» **INSTRUCCIONES**
Organiza todos los registros que siguen como una tabla en Markdown con las columnas «Fila» y «Línea». La primera lleva el número de fila y la segunda, el texto de cada línea, sin las líneas en blanco.

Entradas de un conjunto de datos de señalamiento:
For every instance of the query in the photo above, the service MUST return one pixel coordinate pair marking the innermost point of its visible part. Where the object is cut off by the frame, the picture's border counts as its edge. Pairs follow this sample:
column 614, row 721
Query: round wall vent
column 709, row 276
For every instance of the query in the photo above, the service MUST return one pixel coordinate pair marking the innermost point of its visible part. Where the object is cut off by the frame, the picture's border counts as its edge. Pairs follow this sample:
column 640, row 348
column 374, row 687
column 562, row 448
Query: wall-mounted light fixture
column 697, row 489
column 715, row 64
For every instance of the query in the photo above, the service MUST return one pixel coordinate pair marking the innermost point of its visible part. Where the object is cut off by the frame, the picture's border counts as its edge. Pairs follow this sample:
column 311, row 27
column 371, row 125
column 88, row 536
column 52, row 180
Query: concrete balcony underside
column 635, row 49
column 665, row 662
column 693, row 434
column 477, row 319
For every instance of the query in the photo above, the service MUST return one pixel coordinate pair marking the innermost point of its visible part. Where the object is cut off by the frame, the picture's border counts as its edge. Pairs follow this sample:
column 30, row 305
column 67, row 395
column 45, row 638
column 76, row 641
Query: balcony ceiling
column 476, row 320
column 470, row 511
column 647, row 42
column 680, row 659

» **RESPUESTA**
| Fila | Línea |
|---|---|
| 1 | For every instance of the query in the photo above, the service MUST return one pixel coordinate pair marking the innermost point of its visible part. Where the object is cut off by the frame, the picture's border counts as its edge. Pairs follow this sample: |
| 2 | column 614, row 721 |
| 3 | Query: round wall vent |
| 4 | column 709, row 276 |
| 5 | For every instance of the query in the photo above, the service MUST return one pixel coordinate pair marking the innermost point of its visible part. Where the object is cut off by the frame, the picture's border counts as its edge. Pairs follow this sample: |
| 6 | column 640, row 348 |
| 7 | column 374, row 687 |
| 8 | column 562, row 448 |
| 9 | Query: wall-mounted light fixture |
| 10 | column 697, row 489 |
| 11 | column 715, row 64 |
| 12 | For every instance of the query in the photo above, the service MUST return one pixel coordinate pair marking the innermost point of its visible part. Where the object is cut off by the frame, the picture's border counts as its edge. Pairs follow this sample: |
| 13 | column 311, row 27 |
| 14 | column 371, row 125 |
| 15 | column 88, row 536 |
| 16 | column 52, row 180 |
| 17 | Query: concrete balcony underside |
| 18 | column 635, row 49 |
| 19 | column 665, row 662 |
| 20 | column 693, row 434 |
| 21 | column 477, row 319 |
| 22 | For every instance of the query in the photo above, the service MUST return one pixel coordinate pair marking the innermost point of its visible part. Where the object is cut off by the frame, the picture's border counts as its edge. Pairs follow this sample: |
| 23 | column 30, row 305 |
| 24 | column 67, row 395 |
| 25 | column 45, row 638 |
| 26 | column 76, row 641 |
| 27 | Query: balcony ceiling |
| 28 | column 476, row 320 |
| 29 | column 470, row 511 |
| 30 | column 647, row 42 |
| 31 | column 680, row 659 |